### Brief 1
According to the passage about God's Word, which three qualities does Psalm 119 reveal God's Word to have?

As the coming Messiah, Jesus fulfilled the Law and the Prophets. A good picture of this is the way Jesus picked up the Passover meal and turned it into his own supper. He showed how it pointed to his own work and his own reign in the Last Supper. He fulfilled the Old Testament's laws, whether they were civil, ceremonial, or moral. After his ascension, he sent his Spirit to inspire and direct his apostles to reflect on the Old Testament and to instruct the Christians.

Do you want to know how to apply the Old Testament today as a Christian? Read your New Testament. It's a good summary of what God is teaching his people, inspired by his Spirit. A good summary of its teaching is Christ's own summary in Mark 12:28-31: to love God and neighbor. God's law, here in Psalm 119, is his Word.

What is God's Word like?

As extraordinary as what we've already been considering, here comes the really good news. Number two: what is God's Word like? If God's Word is the revelation of himself to us, then what is that revelation like? Here, Psalm 119 becomes a solemn but joyful celebration, as God's Word is revealed to be true, good, and everlasting. Lose any one of these, and God's Word would be greatly diminished. But with all three together, the future—which could otherwise be dark and foreboding—becomes flooded with light.

God's Word is true. Look at verse 29: you see God's ways are the opposite of false ways. Over in verse 142, the psalmist says, "Your law is true." Over in verse 151: "All your commands are true." Verse 116 puts it like this, "The sum of your word is truth." God has never spoken falsely to us. He didn't speak falsely to our first parents, Adam and Eve. Our enemy, Satan, lies constantly, attaching his lies to half-truths. We can have our puny wits about us and still be deceived by sin, but God is nothing like that. He is always and only truthful. All his law is true. All his commandments are true. The sum of his Word is truth. He never misleads us. He never lies to us. He never deceives us, even when we don't know things. That lack of knowledge gives us good ground to look to him, to trust him, to find out that what he speaks in his Word is always and only true.

### Brief 2
Express the dataset items as a JSON list of strings, one string per line, starting at their very first line and ending with the line that contains "166], [128, 162]]". Leave out blank lines.

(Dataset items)

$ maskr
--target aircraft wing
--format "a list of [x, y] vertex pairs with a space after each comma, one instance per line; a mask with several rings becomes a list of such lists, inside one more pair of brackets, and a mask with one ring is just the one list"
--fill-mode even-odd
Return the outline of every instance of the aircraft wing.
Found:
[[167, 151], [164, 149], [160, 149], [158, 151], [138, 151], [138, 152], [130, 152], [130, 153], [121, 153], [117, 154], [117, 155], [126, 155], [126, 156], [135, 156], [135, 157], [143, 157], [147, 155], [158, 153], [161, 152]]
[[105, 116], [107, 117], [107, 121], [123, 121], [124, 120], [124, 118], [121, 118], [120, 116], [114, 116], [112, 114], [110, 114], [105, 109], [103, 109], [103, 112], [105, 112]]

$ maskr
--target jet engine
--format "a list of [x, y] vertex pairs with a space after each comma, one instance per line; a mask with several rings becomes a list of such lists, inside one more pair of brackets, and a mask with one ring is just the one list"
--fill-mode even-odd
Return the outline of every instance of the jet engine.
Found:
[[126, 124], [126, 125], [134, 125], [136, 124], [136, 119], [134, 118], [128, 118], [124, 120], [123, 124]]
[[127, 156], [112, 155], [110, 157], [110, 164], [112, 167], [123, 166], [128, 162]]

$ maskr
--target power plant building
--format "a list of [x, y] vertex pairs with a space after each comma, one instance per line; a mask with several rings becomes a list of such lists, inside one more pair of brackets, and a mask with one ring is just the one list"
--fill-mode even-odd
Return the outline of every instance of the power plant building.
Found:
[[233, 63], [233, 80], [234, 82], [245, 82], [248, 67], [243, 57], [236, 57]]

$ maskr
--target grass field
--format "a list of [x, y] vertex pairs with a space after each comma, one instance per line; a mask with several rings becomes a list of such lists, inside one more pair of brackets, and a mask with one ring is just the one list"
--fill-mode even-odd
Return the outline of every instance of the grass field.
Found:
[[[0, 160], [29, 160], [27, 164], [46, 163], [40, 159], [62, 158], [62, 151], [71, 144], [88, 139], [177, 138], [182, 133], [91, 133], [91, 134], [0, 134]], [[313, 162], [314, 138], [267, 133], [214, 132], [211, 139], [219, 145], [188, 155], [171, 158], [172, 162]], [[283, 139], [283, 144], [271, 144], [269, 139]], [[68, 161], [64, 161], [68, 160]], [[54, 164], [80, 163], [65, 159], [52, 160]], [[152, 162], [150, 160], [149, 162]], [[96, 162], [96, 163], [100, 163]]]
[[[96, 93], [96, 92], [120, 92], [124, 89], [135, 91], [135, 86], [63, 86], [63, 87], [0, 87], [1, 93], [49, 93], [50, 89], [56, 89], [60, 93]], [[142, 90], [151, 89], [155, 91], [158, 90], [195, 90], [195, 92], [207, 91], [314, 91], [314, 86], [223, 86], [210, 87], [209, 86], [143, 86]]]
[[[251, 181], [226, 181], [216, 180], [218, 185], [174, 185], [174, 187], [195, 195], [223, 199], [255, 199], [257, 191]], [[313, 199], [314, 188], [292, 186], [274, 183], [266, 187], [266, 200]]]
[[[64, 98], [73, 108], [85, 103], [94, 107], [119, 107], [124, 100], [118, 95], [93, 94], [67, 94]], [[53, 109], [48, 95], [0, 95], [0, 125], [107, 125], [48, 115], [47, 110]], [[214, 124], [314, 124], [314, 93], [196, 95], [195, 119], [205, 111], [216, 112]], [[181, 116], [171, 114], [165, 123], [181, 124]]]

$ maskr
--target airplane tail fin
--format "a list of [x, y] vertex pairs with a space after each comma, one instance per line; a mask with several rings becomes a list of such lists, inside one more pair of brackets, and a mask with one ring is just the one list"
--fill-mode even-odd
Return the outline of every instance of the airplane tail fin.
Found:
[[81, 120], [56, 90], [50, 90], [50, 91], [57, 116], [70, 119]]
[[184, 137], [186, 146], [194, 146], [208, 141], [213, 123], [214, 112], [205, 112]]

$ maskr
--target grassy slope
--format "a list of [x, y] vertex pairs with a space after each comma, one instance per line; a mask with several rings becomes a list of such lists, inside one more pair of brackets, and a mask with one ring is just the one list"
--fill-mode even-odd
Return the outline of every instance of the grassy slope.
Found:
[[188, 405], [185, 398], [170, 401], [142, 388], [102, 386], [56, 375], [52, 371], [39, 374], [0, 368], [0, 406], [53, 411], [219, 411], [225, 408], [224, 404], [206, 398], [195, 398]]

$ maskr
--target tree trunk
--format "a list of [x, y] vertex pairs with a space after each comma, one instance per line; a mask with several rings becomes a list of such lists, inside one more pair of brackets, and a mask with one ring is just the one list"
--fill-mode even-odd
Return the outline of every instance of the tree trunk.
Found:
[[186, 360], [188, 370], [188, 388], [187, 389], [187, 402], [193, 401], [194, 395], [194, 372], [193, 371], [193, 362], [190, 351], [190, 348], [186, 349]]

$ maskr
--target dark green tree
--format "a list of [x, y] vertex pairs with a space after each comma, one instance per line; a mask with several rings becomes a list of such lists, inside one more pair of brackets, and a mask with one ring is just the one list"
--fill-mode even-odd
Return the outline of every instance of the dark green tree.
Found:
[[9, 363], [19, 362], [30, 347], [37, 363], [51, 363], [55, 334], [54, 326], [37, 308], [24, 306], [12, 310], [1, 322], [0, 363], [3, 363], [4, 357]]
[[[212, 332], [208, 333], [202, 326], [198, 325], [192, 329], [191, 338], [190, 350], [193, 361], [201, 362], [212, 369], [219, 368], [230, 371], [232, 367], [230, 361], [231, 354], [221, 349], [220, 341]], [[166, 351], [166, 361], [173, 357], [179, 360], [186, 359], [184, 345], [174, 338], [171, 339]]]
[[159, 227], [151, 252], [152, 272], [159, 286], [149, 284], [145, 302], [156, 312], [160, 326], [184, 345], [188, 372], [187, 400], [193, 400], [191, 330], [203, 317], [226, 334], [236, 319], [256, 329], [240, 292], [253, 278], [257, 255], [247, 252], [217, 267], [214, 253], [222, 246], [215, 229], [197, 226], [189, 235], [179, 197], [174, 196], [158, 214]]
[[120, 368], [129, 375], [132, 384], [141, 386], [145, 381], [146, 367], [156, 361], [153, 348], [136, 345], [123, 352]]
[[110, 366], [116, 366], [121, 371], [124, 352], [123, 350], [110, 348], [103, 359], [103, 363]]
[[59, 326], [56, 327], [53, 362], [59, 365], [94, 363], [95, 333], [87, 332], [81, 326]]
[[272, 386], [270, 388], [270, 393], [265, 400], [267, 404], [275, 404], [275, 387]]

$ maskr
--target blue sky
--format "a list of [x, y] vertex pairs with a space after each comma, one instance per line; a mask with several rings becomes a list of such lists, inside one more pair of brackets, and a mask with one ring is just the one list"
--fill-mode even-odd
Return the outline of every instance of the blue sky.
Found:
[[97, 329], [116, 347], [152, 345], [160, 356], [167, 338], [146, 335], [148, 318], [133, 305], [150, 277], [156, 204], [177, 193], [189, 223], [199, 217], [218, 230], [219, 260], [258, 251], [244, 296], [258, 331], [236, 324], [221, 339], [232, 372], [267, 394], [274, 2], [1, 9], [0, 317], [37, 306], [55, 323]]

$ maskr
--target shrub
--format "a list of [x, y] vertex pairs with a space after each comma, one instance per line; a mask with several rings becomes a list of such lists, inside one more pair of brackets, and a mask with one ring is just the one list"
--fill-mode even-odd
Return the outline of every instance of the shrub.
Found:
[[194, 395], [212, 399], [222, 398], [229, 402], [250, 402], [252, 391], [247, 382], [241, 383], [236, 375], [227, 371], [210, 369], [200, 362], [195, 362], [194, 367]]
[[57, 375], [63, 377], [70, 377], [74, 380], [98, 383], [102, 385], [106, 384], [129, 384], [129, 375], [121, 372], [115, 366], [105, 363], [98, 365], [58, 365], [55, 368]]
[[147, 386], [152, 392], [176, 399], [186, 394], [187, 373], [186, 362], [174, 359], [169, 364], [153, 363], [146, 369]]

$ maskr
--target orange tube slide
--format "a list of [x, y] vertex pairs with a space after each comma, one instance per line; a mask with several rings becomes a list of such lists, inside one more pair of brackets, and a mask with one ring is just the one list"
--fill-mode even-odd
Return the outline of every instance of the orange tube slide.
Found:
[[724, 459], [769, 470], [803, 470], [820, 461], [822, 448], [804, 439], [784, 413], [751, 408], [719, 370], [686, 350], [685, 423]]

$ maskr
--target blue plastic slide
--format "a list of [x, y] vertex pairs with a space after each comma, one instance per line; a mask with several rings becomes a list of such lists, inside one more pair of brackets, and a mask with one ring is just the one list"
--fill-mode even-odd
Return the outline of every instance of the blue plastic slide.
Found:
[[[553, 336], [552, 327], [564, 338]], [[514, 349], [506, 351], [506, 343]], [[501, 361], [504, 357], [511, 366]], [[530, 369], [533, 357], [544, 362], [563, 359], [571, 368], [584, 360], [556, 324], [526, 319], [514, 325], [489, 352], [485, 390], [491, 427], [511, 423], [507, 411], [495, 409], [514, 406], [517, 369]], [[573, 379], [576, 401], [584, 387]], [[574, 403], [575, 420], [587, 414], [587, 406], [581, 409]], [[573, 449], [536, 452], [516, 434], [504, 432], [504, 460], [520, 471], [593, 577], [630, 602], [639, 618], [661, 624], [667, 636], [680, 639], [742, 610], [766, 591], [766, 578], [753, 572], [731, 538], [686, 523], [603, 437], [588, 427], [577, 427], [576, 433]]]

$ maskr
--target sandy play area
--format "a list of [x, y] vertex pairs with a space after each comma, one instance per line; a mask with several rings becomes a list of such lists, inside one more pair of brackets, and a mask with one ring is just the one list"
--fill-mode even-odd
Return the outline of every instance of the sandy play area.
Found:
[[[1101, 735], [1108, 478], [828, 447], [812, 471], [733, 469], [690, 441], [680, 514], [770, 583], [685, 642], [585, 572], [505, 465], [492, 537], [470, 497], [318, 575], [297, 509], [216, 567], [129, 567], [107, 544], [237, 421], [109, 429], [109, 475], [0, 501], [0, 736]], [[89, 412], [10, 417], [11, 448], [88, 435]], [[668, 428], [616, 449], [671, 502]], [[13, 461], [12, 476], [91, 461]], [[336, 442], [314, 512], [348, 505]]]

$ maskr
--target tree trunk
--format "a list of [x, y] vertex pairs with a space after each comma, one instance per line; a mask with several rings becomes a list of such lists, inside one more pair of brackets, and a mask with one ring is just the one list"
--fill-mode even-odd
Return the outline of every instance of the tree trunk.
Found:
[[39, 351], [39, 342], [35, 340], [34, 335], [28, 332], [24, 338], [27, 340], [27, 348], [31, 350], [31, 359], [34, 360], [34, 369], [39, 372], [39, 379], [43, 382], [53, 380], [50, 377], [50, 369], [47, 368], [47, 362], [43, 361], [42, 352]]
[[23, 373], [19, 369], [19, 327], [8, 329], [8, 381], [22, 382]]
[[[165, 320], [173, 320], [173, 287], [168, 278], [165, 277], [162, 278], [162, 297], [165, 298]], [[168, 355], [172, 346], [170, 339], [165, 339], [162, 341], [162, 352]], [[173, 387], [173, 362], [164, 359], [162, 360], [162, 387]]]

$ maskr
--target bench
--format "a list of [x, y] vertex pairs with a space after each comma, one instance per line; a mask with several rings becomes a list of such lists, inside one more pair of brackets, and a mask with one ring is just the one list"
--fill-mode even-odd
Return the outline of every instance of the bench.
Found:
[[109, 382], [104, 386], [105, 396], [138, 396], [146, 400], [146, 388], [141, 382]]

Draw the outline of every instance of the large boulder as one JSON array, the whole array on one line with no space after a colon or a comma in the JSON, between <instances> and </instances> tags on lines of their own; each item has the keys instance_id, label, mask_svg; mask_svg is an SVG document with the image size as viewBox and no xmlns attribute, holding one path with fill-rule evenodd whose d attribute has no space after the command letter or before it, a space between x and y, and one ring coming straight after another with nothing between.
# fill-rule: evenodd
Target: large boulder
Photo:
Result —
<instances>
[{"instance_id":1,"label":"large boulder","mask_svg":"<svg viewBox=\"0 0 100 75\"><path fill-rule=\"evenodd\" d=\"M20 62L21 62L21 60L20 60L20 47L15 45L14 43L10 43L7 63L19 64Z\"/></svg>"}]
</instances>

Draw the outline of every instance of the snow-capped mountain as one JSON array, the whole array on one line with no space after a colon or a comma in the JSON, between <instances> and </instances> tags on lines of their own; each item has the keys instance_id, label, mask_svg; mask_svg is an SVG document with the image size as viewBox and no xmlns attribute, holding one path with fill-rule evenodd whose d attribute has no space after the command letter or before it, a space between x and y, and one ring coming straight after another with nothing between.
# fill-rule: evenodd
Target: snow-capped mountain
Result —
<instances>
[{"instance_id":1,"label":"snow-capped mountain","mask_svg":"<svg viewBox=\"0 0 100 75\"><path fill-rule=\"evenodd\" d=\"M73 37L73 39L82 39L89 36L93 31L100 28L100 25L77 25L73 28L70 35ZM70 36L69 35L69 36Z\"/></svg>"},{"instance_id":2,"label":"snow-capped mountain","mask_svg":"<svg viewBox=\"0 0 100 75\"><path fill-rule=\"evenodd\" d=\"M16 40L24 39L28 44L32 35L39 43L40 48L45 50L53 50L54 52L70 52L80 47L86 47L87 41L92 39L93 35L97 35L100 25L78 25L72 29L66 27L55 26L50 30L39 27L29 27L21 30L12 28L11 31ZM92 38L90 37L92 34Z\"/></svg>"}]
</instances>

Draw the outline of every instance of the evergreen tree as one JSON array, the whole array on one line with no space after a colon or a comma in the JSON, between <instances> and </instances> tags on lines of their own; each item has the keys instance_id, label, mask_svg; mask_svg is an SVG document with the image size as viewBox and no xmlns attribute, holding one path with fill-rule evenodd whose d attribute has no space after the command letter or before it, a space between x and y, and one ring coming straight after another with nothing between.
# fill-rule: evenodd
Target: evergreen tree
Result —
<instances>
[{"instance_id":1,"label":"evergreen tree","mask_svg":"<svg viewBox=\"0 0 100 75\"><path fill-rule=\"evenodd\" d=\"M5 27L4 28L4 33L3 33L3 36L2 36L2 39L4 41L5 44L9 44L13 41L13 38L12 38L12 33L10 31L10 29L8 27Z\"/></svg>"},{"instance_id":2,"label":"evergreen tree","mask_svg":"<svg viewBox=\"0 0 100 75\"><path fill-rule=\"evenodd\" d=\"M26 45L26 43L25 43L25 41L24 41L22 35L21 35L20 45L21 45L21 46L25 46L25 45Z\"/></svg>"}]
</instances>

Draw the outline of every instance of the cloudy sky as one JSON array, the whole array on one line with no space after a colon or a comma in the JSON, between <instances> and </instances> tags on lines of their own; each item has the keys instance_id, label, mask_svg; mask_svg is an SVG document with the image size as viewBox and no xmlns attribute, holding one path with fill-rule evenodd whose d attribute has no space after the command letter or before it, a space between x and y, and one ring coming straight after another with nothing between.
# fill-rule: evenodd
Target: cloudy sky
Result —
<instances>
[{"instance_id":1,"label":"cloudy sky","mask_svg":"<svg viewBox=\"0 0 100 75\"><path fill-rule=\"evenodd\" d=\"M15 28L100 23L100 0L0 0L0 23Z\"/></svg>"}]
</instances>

### Complete output 1
It reveals God's Word to be true, good, and everlasting.

### Complete output 2
[
  "$ maskr",
  "--target aircraft wing",
  "--format \"a list of [x, y] vertex pairs with a space after each comma, one instance per line; a mask with several rings becomes a list of such lists, inside one more pair of brackets, and a mask with one ring is just the one list\"",
  "--fill-mode even-odd",
  "Return the outline of every instance of the aircraft wing.",
  "Found:",
  "[[167, 151], [164, 149], [160, 149], [158, 151], [138, 151], [138, 152], [130, 152], [130, 153], [121, 153], [117, 154], [117, 155], [126, 155], [126, 156], [135, 156], [135, 157], [143, 157], [147, 155], [158, 153], [161, 152]]",
  "[[105, 116], [107, 117], [107, 121], [123, 121], [124, 120], [124, 118], [121, 118], [120, 116], [114, 116], [112, 114], [110, 114], [105, 109], [103, 109], [103, 112], [105, 112]]",
  "$ maskr",
  "--target jet engine",
  "--format \"a list of [x, y] vertex pairs with a space after each comma, one instance per line; a mask with several rings becomes a list of such lists, inside one more pair of brackets, and a mask with one ring is just the one list\"",
  "--fill-mode even-odd",
  "Return the outline of every instance of the jet engine.",
  "Found:",
  "[[126, 124], [126, 125], [134, 125], [136, 124], [136, 119], [134, 118], [128, 118], [124, 120], [123, 124]]",
  "[[127, 156], [112, 155], [110, 157], [110, 164], [112, 167], [123, 166], [128, 162]]"
]